**Document extract**

Single by Iron Maiden

from the album Somewhere in Time
- B-side: "That Girl" (FM cover); "Juanita" (Marshall Fury cover);
- Released: 10 November 1986
- Recorded: 1986
- Studio: Compass Point (Nassau); Wisseloord (Hilversum);
- Genre: Heavy metal
- Length: 5:42
- Label: EMI; Capitol;
- Songwriter: Adrian Smith
- Producer: Martin Birch

Iron Maiden singles chronology
| "Wasted Years" (1986) | "Stranger in a Strange Land" (1986) | "Can I Play with Madness" (1988) |

= Stranger in a Strange Land (Iron Maiden song) =

"Stranger in a Strange Land" is a song by the English heavy metal band Iron Maiden, released as the second single from their sixth studio album, Somewhere in Time (1986). The song is unrelated to Robert A. Heinlein's novel by the same name.

== Synopsis ==
The lyrics are about an Arctic explorer who dies and is frozen in the ice. After a hundred years his body is found preserved by other people exploring the area. Adrian Smith was inspired to write about this song after talking to an explorer who had a similar experience while discovering the frozen body of Franklin Expedition participant John Torrington.

The guitar solo in "Stranger in a Strange Land" is played by Smith. In a 2020 interview with eonmusic, the guitarist said that it was one of the first Iron Maiden songs that gave him "space to play in", citing its mid-paced tempo as the reason why; "a lot of the Maiden stuff up until then had been very fast, and aggressive, and heavy, but that actually allowed me a little bit of space to stretch out a bit", he said.

The song is one of only five Iron Maiden songs to fade out; the others being "The Prophecy" from Seventh Son of a Seventh Son, "Hell on Earth" from Senjutsu, "Women in Uniform", a single included on some pressings of Killers, and "Kill Me Ce Soir", the B-side to the 12" single Holy Smoke released in 1990. The lyrics "brave new world" were also present in Iron Maiden's 2000 studio release, Brave New World.

The music video for "Stranger in a Strange Land" was recorded between 3 November and 7 November 1986, at the Hammersmith Odeon in London, England.

== Cover details ==
Eddie's appearance on the single cover is an homage to the Clint Eastwood character "Man with No Name", although it can also be seen as a mixture of Rick Deckard from Blade Runner and the "Man with No Name".
This version of Eddie would later be used in the Camp Chaos music video for "Run to the Hills".
- In the top-right corner of the cover (slightly right of Eddie's lit match), the time on the clock appears as "11:58". This is a reference to an earlier Iron Maiden single, "2 Minutes to Midnight".

**Entries**
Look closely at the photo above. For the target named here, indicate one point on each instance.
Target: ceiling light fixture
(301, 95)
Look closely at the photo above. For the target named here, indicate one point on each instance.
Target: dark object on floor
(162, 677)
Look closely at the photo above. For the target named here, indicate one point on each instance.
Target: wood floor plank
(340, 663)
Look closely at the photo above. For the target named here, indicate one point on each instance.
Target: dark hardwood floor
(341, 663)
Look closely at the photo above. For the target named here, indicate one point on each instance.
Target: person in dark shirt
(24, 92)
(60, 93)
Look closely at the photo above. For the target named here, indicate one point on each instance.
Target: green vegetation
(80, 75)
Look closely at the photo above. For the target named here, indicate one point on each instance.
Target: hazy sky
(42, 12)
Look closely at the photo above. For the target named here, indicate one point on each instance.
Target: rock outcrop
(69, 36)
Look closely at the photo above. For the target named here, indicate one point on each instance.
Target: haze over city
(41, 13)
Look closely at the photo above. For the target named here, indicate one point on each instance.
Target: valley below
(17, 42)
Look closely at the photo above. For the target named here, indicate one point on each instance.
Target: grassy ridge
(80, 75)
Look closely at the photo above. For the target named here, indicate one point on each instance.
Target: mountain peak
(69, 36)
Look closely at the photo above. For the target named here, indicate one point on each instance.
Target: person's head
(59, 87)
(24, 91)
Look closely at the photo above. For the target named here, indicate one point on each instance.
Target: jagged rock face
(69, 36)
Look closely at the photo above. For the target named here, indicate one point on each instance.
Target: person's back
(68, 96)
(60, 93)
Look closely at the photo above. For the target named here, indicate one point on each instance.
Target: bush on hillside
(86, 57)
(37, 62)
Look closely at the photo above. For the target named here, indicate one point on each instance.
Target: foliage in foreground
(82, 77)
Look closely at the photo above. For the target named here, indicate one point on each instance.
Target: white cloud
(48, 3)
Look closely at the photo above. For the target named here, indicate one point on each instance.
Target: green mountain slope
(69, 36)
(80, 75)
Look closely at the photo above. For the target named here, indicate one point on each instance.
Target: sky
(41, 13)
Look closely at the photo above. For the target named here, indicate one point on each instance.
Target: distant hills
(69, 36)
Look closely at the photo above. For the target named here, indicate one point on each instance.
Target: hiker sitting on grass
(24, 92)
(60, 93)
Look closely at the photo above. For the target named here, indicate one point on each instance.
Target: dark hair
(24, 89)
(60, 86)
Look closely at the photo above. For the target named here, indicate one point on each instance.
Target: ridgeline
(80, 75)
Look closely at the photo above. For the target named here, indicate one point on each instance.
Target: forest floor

**Objective**
List every other Iron Maiden song that the text about "Stranger in a Strange Land" names as one that fades out. The data above is separate material and has no connection to the text about "Stranger in a Strange Land."

**Exercise result**
- "The Prophecy"
- "Hell on Earth"
- "Women in Uniform"
- "Kill Me Ce Soir"